*REQUIRED WORK:*
Extract from the entries below, exactly as given, only the lines from the line containing "mask of: long flat" to the line containing "mask of: largest", both lines included.

[Stored data entries]
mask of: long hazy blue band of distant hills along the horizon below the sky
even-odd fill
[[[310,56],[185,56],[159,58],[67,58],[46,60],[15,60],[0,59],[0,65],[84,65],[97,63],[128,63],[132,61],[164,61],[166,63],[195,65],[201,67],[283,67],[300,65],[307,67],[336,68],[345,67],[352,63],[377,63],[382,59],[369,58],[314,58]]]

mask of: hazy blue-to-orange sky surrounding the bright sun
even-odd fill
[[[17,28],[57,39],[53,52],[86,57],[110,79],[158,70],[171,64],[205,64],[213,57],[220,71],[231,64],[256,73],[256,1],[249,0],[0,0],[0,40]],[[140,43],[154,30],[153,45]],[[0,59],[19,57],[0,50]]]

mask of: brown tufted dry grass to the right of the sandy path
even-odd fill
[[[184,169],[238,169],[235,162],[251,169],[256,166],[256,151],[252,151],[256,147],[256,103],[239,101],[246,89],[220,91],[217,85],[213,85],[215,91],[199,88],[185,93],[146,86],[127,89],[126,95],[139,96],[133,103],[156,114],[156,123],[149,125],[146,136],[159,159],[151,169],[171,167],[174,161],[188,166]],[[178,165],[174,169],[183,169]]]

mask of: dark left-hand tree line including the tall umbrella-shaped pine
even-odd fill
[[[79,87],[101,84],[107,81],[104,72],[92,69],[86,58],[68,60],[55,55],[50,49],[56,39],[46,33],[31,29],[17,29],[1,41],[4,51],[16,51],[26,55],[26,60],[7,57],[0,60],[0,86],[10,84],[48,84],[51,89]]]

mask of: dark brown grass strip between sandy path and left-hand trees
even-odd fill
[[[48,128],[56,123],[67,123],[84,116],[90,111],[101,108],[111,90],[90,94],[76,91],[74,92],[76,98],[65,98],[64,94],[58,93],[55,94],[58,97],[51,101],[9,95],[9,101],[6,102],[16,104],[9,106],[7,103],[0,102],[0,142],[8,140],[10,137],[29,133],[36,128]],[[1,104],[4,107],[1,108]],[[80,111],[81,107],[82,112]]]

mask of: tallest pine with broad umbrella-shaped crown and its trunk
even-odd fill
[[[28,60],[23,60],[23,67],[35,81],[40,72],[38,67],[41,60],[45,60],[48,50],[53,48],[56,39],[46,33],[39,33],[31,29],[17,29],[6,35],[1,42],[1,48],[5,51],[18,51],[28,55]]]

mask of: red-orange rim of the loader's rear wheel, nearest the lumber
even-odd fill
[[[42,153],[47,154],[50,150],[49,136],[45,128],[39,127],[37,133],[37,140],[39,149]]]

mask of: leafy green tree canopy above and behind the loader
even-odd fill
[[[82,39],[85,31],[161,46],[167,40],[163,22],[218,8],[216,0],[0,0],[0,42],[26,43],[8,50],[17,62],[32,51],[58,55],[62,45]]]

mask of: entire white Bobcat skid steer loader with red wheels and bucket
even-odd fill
...
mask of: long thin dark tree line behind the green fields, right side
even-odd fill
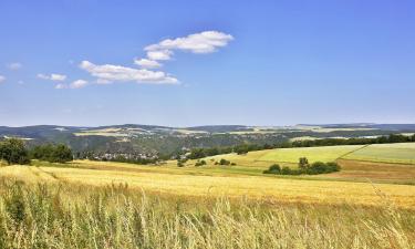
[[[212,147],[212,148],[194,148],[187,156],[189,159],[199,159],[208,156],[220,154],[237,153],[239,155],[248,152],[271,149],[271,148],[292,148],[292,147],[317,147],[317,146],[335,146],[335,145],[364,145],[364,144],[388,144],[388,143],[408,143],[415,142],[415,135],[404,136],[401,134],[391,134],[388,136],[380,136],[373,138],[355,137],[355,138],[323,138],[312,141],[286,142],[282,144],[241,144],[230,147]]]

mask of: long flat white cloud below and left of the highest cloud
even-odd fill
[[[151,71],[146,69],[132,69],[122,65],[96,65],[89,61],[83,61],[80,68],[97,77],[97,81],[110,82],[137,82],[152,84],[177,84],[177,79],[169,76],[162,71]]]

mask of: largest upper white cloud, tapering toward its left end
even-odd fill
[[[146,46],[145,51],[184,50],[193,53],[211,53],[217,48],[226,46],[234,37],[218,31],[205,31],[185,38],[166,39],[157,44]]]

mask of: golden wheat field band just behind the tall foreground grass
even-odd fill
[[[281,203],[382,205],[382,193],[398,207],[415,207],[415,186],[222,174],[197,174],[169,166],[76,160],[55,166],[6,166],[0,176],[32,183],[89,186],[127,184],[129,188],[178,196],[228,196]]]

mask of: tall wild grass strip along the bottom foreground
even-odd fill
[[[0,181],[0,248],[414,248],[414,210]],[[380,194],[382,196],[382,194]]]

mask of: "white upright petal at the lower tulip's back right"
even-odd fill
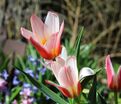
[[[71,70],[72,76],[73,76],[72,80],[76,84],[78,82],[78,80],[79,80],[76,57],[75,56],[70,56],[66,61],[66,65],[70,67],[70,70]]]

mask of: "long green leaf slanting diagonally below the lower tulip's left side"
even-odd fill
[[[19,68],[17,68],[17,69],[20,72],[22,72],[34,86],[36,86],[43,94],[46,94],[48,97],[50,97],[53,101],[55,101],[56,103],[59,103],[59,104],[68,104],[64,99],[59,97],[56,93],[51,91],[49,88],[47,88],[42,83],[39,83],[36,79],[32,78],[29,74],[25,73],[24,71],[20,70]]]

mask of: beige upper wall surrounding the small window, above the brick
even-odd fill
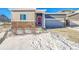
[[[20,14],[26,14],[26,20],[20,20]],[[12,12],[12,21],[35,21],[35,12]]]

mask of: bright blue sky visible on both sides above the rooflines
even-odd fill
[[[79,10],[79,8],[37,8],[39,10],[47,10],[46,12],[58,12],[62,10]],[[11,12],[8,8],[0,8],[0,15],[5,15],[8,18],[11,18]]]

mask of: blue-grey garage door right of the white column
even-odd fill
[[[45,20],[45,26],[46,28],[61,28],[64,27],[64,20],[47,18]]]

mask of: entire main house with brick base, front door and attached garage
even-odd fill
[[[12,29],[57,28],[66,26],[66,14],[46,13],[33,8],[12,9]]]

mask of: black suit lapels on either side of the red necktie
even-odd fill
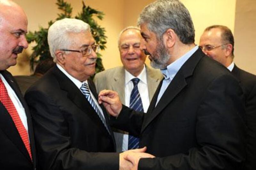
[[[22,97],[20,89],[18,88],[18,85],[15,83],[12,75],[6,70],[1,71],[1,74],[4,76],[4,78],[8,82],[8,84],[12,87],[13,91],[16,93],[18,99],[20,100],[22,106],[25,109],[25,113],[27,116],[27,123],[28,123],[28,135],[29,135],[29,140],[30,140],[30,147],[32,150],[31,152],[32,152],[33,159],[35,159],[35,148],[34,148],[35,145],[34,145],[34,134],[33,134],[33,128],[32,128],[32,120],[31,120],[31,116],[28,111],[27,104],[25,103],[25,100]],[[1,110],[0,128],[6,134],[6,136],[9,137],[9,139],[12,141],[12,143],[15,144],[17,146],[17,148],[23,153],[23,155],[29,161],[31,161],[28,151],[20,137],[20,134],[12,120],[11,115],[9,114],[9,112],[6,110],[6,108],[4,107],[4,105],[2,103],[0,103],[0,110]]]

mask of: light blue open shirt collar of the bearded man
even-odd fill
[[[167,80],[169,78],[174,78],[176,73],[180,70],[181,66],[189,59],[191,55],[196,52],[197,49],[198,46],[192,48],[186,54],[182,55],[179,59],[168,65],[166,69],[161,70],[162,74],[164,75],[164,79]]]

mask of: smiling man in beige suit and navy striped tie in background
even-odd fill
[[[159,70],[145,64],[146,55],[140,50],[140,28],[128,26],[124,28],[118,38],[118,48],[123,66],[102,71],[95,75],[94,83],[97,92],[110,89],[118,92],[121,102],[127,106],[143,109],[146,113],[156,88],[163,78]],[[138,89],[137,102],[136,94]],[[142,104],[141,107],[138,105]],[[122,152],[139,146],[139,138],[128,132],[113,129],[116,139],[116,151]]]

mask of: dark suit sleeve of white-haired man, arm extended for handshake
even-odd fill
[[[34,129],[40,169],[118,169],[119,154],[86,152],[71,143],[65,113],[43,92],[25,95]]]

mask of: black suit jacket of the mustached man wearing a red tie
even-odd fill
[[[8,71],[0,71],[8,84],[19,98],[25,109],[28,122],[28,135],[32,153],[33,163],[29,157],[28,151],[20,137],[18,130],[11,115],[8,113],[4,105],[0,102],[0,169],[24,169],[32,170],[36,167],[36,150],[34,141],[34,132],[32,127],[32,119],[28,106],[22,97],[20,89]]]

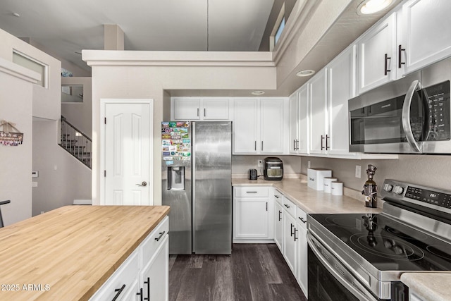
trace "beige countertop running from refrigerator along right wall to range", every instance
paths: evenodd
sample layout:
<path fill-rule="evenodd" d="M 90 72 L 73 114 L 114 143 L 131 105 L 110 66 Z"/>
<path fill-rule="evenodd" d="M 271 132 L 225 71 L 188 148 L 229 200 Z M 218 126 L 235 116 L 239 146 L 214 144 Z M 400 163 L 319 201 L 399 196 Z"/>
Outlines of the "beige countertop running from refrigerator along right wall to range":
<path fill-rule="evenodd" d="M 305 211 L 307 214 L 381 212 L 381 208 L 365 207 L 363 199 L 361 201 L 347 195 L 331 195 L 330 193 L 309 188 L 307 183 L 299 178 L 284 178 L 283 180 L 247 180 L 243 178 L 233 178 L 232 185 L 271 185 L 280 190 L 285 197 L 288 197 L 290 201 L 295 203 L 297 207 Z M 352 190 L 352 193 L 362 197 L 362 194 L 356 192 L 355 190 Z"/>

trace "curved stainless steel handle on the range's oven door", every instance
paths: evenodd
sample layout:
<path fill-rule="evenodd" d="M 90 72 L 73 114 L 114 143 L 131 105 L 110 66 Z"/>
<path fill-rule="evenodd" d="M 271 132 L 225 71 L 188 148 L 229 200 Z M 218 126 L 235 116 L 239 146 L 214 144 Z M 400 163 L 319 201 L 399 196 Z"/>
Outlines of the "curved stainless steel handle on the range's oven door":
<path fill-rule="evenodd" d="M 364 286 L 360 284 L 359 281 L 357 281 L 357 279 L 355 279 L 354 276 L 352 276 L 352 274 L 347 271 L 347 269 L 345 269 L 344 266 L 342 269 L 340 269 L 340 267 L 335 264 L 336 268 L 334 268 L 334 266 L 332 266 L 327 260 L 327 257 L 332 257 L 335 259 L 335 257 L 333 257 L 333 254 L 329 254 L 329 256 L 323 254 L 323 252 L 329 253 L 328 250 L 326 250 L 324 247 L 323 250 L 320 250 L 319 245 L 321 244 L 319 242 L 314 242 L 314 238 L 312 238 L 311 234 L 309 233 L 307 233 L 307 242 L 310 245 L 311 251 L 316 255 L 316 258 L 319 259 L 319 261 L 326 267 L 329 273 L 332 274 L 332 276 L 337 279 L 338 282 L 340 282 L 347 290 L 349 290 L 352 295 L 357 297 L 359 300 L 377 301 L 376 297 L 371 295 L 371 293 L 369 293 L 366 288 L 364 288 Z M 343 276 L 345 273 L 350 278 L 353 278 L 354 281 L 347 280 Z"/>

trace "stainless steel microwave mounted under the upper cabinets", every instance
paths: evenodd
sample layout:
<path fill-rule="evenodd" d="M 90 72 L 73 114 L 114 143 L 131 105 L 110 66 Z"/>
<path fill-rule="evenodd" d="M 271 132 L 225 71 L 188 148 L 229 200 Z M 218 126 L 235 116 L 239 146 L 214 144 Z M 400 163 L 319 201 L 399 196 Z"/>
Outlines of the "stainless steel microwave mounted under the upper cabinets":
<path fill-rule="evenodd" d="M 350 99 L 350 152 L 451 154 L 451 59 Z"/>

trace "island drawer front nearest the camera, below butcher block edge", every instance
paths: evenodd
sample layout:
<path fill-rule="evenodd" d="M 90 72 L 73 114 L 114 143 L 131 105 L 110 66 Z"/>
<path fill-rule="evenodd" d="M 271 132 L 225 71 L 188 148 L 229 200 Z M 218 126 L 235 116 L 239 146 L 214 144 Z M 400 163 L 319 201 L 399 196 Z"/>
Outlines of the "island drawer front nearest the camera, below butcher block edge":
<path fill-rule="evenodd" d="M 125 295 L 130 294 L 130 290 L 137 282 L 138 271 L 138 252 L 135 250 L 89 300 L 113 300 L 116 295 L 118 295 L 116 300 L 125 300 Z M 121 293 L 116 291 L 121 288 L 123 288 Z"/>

*TASK OUTPUT:*
mask of: long flat white cloud below and left of the highest cloud
even-odd fill
[[[151,71],[146,69],[132,69],[122,65],[96,65],[89,61],[83,61],[80,68],[97,77],[97,81],[110,82],[137,82],[152,84],[177,84],[177,79],[169,76],[162,71]]]

mask of: largest upper white cloud, tapering toward its left end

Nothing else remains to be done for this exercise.